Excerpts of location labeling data
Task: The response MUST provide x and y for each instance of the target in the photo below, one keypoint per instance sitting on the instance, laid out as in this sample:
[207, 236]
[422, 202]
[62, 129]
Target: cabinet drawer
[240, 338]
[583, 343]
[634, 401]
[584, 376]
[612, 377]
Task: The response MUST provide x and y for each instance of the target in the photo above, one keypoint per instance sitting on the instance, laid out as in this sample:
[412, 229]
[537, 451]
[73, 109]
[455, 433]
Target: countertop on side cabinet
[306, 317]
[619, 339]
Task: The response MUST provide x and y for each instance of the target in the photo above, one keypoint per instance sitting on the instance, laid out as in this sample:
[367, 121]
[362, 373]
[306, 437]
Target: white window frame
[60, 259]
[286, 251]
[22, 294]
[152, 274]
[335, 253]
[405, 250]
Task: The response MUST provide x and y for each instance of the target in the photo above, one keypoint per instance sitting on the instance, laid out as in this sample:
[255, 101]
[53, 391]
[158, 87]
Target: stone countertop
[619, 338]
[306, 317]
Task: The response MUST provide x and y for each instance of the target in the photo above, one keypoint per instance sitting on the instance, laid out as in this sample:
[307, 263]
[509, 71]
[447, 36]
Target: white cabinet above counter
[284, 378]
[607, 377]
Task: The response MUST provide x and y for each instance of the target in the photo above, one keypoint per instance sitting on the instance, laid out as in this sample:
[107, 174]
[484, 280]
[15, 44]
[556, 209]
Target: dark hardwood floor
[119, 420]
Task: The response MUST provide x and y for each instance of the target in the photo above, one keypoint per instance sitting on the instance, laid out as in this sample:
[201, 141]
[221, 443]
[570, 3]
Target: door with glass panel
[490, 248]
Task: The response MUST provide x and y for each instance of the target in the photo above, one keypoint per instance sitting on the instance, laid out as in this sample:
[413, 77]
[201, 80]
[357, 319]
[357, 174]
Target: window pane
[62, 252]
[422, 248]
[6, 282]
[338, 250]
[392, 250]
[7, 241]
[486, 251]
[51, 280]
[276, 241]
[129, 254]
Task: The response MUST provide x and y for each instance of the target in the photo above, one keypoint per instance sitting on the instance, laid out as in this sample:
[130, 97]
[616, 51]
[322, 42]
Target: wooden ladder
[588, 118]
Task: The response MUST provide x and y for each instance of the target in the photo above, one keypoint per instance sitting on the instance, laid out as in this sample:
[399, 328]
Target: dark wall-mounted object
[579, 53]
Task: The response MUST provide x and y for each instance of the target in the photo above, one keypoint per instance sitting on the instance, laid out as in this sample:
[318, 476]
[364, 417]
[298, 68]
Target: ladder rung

--- Set exercise ---
Produce an exact copy of all the records.

--- Response to this task ---
Task: The response MUST provide x and y for each instance of the target in the photo below, one keypoint per instance sitting on the instance, laid out as in this sample:
[207, 236]
[422, 202]
[62, 129]
Target: cabinet drawer
[240, 338]
[583, 343]
[634, 401]
[584, 376]
[612, 377]
Task: The response MUST provide x and y for each instance of the target in the photo above, one keypoint per instance sitting on the instance, laid out as in this sample:
[412, 229]
[537, 451]
[73, 109]
[455, 433]
Target: countertop on side cabinet
[306, 317]
[619, 339]
Task: The response MUST provide x and y for each instance of the target in the photo above, one keypoint per instance sitting on the instance, laid out as in this sample:
[367, 121]
[362, 373]
[306, 437]
Target: white window frame
[60, 259]
[286, 251]
[22, 294]
[152, 274]
[335, 253]
[405, 250]
Task: The response MUST provide x and y for each instance of the target in the photo above, one keypoint per instance sitting on the instance, laid out as in this sample:
[255, 101]
[53, 391]
[158, 87]
Target: stone countertop
[619, 338]
[306, 317]
Task: The response MUST provide x and y for each instance of the target in the photo above, one keypoint per instance sitting on the instance, laid out as in this sample:
[307, 263]
[509, 71]
[447, 36]
Target: white cabinet above counter
[284, 378]
[607, 377]
Task: The response MUST provide x and y for each instance of the target in the photo above, one keypoint per instance sitting on the instance, laid out as in this sample:
[107, 174]
[484, 280]
[15, 44]
[556, 209]
Target: dark hardwood floor
[119, 420]
Task: The response MUST provide x and y for each instance of the target in the photo above, one keypoint per instance sitting on the instance, laid out as in this sample:
[201, 141]
[221, 443]
[570, 3]
Target: door with glass panel
[490, 248]
Task: The response MUST provide x and y for each instance of the target in the photo above, one keypoint per instance sitting on the instance, laid out as in this sample:
[413, 77]
[201, 80]
[357, 319]
[357, 174]
Target: window pane
[62, 252]
[422, 248]
[6, 282]
[338, 250]
[392, 250]
[7, 241]
[486, 251]
[51, 280]
[276, 241]
[129, 254]
Task: The response MUST provide x and y for each instance of the target in the photo above, one keypoint per instance sitting on the instance, laid out as in this sample:
[130, 97]
[616, 51]
[322, 42]
Target: wooden ladder
[588, 118]
Task: The response MUST provide x and y for each instance of the target in the photo above, one keypoint per instance sitting on the instance, laid out as in this sample:
[399, 328]
Target: dark wall-mounted object
[579, 53]
Task: The response MUST provide x and y for each instance of the target in the photo above, one keypoint per instance sitting on the instance, laid out as in this sample:
[318, 476]
[364, 417]
[298, 68]
Target: ladder rung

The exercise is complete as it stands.